• _Task item_
Once you reach the line that contains "Indicate every instance of the station", retype it and every line after it exactly, ending with the last line of the entries.

• _Data extract_
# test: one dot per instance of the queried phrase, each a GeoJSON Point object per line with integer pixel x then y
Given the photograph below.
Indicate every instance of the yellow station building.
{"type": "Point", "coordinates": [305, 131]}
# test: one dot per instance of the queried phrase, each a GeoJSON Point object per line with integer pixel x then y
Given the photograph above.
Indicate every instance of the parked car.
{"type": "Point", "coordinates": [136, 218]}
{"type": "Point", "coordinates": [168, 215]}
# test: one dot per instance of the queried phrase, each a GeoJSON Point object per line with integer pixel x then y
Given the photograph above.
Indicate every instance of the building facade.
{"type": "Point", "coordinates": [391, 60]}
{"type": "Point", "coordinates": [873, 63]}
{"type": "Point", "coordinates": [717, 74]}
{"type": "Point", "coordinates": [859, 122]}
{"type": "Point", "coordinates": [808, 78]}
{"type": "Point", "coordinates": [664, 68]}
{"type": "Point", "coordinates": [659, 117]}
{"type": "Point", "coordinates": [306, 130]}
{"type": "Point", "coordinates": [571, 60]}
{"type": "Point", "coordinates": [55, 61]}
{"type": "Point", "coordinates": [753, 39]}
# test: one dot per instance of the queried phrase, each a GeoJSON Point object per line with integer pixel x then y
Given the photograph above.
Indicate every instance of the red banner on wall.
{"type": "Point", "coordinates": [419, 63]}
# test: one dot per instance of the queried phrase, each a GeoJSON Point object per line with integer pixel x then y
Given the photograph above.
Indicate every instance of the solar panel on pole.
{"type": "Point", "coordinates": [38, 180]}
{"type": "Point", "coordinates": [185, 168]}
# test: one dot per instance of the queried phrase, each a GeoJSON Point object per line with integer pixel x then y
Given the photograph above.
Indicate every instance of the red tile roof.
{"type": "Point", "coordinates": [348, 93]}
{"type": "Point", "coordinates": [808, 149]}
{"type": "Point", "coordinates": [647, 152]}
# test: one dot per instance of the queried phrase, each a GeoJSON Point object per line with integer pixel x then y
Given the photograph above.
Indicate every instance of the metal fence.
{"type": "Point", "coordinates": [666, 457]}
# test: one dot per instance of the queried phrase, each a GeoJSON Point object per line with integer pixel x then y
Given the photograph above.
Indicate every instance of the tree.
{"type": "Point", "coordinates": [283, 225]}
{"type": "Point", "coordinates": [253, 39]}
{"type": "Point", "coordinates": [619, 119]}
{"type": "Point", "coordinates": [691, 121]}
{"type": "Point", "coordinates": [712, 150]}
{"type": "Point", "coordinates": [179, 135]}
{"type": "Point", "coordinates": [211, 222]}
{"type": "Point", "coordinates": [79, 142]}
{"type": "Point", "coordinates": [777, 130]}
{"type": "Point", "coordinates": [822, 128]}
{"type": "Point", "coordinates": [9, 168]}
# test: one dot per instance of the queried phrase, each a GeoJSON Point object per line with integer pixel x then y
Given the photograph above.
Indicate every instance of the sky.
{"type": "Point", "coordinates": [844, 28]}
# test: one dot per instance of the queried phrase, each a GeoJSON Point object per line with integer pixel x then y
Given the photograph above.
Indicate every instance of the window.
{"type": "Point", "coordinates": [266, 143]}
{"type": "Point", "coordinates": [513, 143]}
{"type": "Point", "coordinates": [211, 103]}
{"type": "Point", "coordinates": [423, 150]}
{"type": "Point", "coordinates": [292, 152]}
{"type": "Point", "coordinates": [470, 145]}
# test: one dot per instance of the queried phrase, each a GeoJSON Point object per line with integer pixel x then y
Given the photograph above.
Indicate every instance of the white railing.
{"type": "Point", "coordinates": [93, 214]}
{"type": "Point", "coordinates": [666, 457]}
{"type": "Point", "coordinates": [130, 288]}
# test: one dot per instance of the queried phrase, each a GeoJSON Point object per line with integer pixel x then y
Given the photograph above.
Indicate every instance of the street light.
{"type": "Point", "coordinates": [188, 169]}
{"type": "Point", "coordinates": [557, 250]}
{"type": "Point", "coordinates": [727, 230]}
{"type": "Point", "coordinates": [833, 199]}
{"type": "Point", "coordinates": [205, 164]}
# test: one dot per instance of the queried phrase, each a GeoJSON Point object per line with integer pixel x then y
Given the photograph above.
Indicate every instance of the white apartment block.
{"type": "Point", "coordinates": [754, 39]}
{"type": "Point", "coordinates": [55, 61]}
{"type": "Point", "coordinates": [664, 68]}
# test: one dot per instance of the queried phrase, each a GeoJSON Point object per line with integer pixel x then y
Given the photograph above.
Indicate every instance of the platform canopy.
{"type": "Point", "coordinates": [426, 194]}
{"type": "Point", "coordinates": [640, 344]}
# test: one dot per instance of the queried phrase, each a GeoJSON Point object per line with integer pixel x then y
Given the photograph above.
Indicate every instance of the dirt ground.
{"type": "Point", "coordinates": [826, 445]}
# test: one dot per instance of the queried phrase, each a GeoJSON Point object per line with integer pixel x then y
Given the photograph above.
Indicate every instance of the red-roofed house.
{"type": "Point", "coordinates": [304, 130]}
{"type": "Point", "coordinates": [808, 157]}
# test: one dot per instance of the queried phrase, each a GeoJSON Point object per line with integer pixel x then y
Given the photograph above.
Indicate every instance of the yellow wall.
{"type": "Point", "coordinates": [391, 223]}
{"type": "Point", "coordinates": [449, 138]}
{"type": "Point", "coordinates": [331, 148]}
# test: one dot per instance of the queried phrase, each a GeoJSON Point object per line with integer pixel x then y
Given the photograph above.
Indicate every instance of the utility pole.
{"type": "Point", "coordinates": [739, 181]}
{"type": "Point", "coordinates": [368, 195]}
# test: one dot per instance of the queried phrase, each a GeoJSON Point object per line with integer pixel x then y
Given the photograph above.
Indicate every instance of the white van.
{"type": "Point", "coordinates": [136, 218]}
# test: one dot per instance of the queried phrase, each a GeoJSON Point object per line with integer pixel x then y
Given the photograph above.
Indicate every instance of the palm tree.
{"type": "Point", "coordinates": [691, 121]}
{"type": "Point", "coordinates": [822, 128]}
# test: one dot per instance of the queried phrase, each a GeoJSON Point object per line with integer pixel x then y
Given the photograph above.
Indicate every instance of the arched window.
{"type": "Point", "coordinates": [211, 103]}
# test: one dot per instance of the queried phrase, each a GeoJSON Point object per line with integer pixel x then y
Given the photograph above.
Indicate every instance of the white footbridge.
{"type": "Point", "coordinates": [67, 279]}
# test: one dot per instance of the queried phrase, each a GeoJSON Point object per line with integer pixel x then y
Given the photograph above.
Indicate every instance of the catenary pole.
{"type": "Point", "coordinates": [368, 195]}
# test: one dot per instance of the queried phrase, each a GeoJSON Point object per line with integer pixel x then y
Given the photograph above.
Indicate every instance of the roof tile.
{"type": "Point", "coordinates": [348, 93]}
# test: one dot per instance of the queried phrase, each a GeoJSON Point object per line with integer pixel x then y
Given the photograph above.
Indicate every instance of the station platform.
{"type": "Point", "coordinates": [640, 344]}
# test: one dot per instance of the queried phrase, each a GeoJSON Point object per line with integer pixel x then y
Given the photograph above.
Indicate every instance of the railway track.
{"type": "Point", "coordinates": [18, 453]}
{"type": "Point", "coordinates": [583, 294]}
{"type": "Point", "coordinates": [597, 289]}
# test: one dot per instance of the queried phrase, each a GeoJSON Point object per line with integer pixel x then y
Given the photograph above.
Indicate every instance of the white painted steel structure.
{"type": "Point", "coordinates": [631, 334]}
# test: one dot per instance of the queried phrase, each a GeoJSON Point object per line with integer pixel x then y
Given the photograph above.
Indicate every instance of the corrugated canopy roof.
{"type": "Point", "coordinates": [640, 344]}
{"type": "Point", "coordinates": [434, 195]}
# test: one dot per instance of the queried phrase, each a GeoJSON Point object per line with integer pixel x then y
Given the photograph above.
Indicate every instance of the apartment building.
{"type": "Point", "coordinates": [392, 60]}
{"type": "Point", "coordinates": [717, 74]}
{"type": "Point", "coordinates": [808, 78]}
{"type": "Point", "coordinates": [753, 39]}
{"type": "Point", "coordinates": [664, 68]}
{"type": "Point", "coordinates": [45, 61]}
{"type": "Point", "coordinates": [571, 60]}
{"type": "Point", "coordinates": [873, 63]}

• _The answer_
Indicate every instance of the station platform.
{"type": "Point", "coordinates": [640, 344]}
# test: one dot per instance of the queried phrase, each a GeoJSON Point object per line with integer pixel x then y
Given the photograph above.
Indicate every instance of the railway track.
{"type": "Point", "coordinates": [18, 453]}
{"type": "Point", "coordinates": [583, 294]}
{"type": "Point", "coordinates": [597, 289]}
# test: one dot per instance of the queried phrase, each a GeoJSON Point object per line with integer pixel x then y
Given the photograph above.
Indicate every instance of the white painted steel structure.
{"type": "Point", "coordinates": [631, 334]}
# test: one dot per instance of the queried phrase, each a GeoJSON Point object per line with integer pixel x then y
Given the photograph above.
Indicate every instance of the corrugated canopy roof.
{"type": "Point", "coordinates": [640, 344]}
{"type": "Point", "coordinates": [434, 195]}
# test: one dot per instance of the queried phrase, each a GeoJSON Point object per line with integer pixel x then y
Given the photograph above.
Indicate every instance of the apartment building.
{"type": "Point", "coordinates": [392, 60]}
{"type": "Point", "coordinates": [717, 74]}
{"type": "Point", "coordinates": [808, 78]}
{"type": "Point", "coordinates": [753, 39]}
{"type": "Point", "coordinates": [664, 68]}
{"type": "Point", "coordinates": [45, 61]}
{"type": "Point", "coordinates": [571, 60]}
{"type": "Point", "coordinates": [873, 63]}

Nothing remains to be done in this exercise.